__Quoted passage__
Interface ExternalDepot

All Superinterfaces:
AutoCloseable, Closeable, RamaSerializable, Serializable, TaskGlobalObject

public interface ExternalDepot extends TaskGlobalObject
This interface is used to integrate external queue systems as depots inside Rama. This allows Rama topologies to consume those external queue systems directly. This interface exposes everything necessary to support the complete API for both stream and microbatch topologies. An ExternalDepot can be dynamically upscaled or downscaled, and Rama will automatically detect this to start consuming from new partitions or stop consuming from obsolete partitions. Rama references individual partitions of an external queue via a "partition index". It's critical that a partition index always identity the same partition of data (including after upscaling or downscaling) since Rama stores progress state for stream and microbatch topologies by partition index. Individual records on a partition are identified by an "offset". Rama expects offsets for records to monotonically increase by one for each record added. All methods on this interface return asynchronously via CompletableFuture. These methods cannot block the thread on which they're called, so if they must perform blocking operations, they should do so on a separate thread. This thread can be created and managed in the TaskGlobalObject.prepareForTask(int, com.rpl.rama.integration.TaskGlobalContext) method.

__Problem a__
List every superinterface named on the ExternalDepot interface page.
The ExternalDepot interface page and the rows have nothing to do with each other.

__Records supplied__
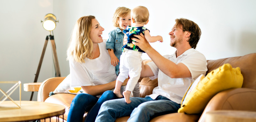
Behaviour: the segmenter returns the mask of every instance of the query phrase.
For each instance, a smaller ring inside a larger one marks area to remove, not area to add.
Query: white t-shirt
[[[164,57],[176,64],[181,63],[186,65],[192,77],[172,78],[159,70],[153,62],[150,62],[147,64],[149,66],[155,75],[150,78],[153,79],[158,78],[158,86],[154,89],[152,94],[149,96],[155,99],[161,95],[180,104],[191,83],[200,75],[205,76],[207,71],[206,59],[203,54],[193,48],[187,50],[177,58],[176,52],[172,55],[166,55]]]
[[[105,42],[98,44],[100,56],[93,59],[86,58],[85,62],[69,61],[71,87],[96,85],[115,80],[115,68],[111,65],[110,58]]]

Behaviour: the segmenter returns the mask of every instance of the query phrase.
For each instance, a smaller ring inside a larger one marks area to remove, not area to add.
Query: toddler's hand
[[[111,65],[113,66],[116,66],[116,65],[118,65],[118,62],[119,62],[119,60],[116,56],[111,57]]]
[[[128,37],[127,37],[127,36],[126,36],[126,34],[124,34],[124,41],[123,41],[123,44],[124,44],[124,45],[126,44],[127,44],[127,38],[128,38]]]
[[[161,37],[161,39],[160,39],[160,40],[158,40],[158,41],[160,42],[161,43],[162,43],[163,42],[164,42],[164,40],[163,40],[163,37]]]

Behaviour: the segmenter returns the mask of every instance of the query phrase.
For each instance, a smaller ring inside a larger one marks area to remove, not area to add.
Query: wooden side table
[[[15,101],[19,102],[20,101]],[[0,122],[28,121],[59,116],[65,113],[62,105],[42,102],[22,101],[20,108],[11,101],[0,104]]]
[[[23,84],[24,91],[26,92],[38,92],[42,83],[31,83]]]
[[[206,113],[206,122],[256,122],[256,112],[217,110]]]

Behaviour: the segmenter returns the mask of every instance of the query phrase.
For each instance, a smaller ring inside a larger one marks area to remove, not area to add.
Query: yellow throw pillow
[[[223,64],[200,78],[196,88],[183,101],[178,112],[189,114],[203,112],[214,95],[224,90],[241,87],[243,79],[240,68],[232,68],[229,64]]]

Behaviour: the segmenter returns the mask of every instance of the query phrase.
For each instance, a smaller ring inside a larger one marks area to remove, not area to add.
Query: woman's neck
[[[89,58],[91,59],[96,58],[100,56],[100,48],[98,43],[93,44],[93,49],[92,53],[92,57]]]

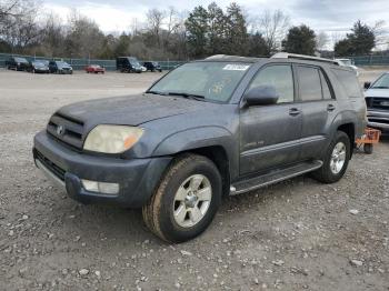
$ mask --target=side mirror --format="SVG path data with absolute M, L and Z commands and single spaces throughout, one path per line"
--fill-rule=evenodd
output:
M 245 100 L 249 107 L 276 104 L 278 98 L 276 88 L 271 86 L 253 87 L 245 93 Z

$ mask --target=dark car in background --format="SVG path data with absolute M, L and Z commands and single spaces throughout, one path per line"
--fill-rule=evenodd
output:
M 64 61 L 50 61 L 49 69 L 51 73 L 73 73 L 73 68 Z
M 106 72 L 106 68 L 99 66 L 99 64 L 89 64 L 88 67 L 86 67 L 86 72 L 87 73 L 104 73 Z
M 369 127 L 389 132 L 389 72 L 365 83 Z
M 117 70 L 120 72 L 142 72 L 142 66 L 134 57 L 119 57 L 117 58 Z
M 46 61 L 46 60 L 30 61 L 29 68 L 27 70 L 32 73 L 50 73 L 49 61 Z
M 27 71 L 30 63 L 26 58 L 21 57 L 11 57 L 6 61 L 6 67 L 8 70 L 16 71 Z
M 143 62 L 143 67 L 148 71 L 151 71 L 151 72 L 154 72 L 154 71 L 161 72 L 162 71 L 161 66 L 158 62 L 156 62 L 156 61 L 146 61 L 146 62 Z

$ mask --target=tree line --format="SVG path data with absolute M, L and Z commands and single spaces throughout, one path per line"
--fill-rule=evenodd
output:
M 103 33 L 86 16 L 72 10 L 66 22 L 54 13 L 43 19 L 34 0 L 0 0 L 0 52 L 46 57 L 187 60 L 211 54 L 271 56 L 278 51 L 316 54 L 326 50 L 329 36 L 307 24 L 292 27 L 281 10 L 250 16 L 236 2 L 226 9 L 216 2 L 192 11 L 150 9 L 146 22 L 133 20 L 130 32 Z M 383 22 L 357 21 L 335 43 L 335 56 L 369 54 Z

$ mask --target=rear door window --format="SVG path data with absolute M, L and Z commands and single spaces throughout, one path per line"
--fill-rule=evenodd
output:
M 322 100 L 320 71 L 313 67 L 297 67 L 299 93 L 301 101 Z
M 356 73 L 352 71 L 332 69 L 332 72 L 337 77 L 339 83 L 345 89 L 349 98 L 362 97 L 362 90 L 359 86 Z
M 268 66 L 253 78 L 249 89 L 271 86 L 279 94 L 277 103 L 295 101 L 293 73 L 290 64 Z
M 332 99 L 332 94 L 328 86 L 328 81 L 325 74 L 322 73 L 322 71 L 320 70 L 319 72 L 320 72 L 320 80 L 321 80 L 322 97 L 323 99 Z

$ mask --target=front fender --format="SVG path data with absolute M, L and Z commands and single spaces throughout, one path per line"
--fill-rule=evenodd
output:
M 198 127 L 176 132 L 164 138 L 154 149 L 152 155 L 170 155 L 198 148 L 221 146 L 228 155 L 233 152 L 232 133 L 222 127 Z

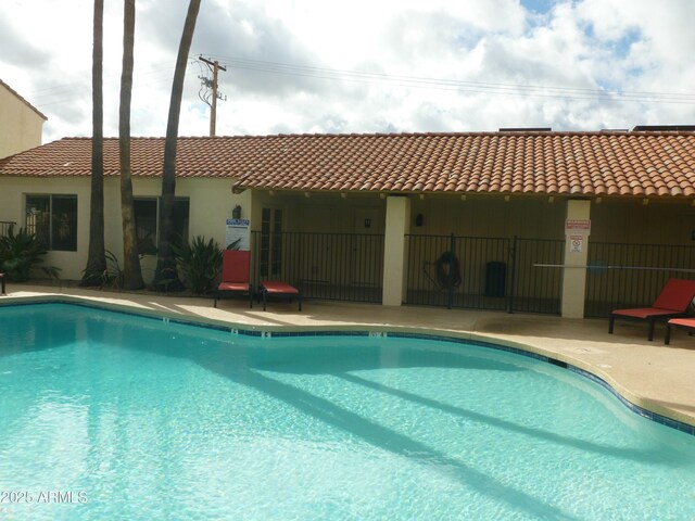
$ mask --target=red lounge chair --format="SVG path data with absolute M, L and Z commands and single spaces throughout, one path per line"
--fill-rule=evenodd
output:
M 249 307 L 253 307 L 250 280 L 251 252 L 225 250 L 222 257 L 222 282 L 215 292 L 215 307 L 223 293 L 248 293 Z
M 296 300 L 300 303 L 300 312 L 302 310 L 302 293 L 300 290 L 294 288 L 293 285 L 288 284 L 287 282 L 278 282 L 277 280 L 262 280 L 261 284 L 261 293 L 263 294 L 263 310 L 265 312 L 265 303 L 267 295 L 273 296 L 287 296 L 292 300 L 293 296 L 296 296 Z
M 668 320 L 669 318 L 684 317 L 687 308 L 695 297 L 695 280 L 670 279 L 659 296 L 657 296 L 652 307 L 640 307 L 634 309 L 616 309 L 610 314 L 608 332 L 612 333 L 612 326 L 616 318 L 624 320 L 646 320 L 648 325 L 647 339 L 654 340 L 654 323 L 657 320 Z
M 684 329 L 687 334 L 695 332 L 695 318 L 672 318 L 666 322 L 666 334 L 664 335 L 664 343 L 669 345 L 671 343 L 671 328 L 677 327 Z

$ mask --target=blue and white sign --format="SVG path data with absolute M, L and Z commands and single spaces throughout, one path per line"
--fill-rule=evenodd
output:
M 251 220 L 249 219 L 227 219 L 227 230 L 225 233 L 226 250 L 251 250 L 249 240 Z

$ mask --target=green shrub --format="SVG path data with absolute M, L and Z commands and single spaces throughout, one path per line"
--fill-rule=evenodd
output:
M 222 271 L 222 250 L 217 242 L 197 236 L 190 244 L 173 247 L 184 283 L 197 295 L 212 292 Z
M 39 266 L 43 263 L 43 256 L 47 253 L 36 236 L 23 228 L 14 233 L 10 228 L 5 237 L 0 237 L 0 270 L 8 275 L 8 279 L 15 282 L 29 280 L 33 269 L 40 269 L 48 277 L 56 278 L 59 268 Z

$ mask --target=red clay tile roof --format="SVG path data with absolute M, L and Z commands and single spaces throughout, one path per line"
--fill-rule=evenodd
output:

__Problem b__
In the rows, update the lines from the one with "mask --target=red lounge" up to and including the one with "M 296 300 L", changing "lounge chair" to "recliner" and leaving everything else as it is. Return only those lines.

__Worked solution a__
AutoCloseable, Closeable, RamaSerializable, Serializable, TaskGlobalObject

__Worked solution b__
$ mask --target=red recliner --format="SVG path data with absolute M, L and Z commands and single spaces throughout, one path per line"
--fill-rule=evenodd
output:
M 249 307 L 253 307 L 250 280 L 251 252 L 225 250 L 222 257 L 222 282 L 215 292 L 215 307 L 223 293 L 248 293 Z
M 296 300 L 300 303 L 300 312 L 302 310 L 302 293 L 300 290 L 294 288 L 293 285 L 288 284 L 287 282 L 278 282 L 277 280 L 262 280 L 261 284 L 261 293 L 263 294 L 263 310 L 265 312 L 265 303 L 267 295 L 273 296 L 287 296 L 292 300 L 293 296 L 296 296 Z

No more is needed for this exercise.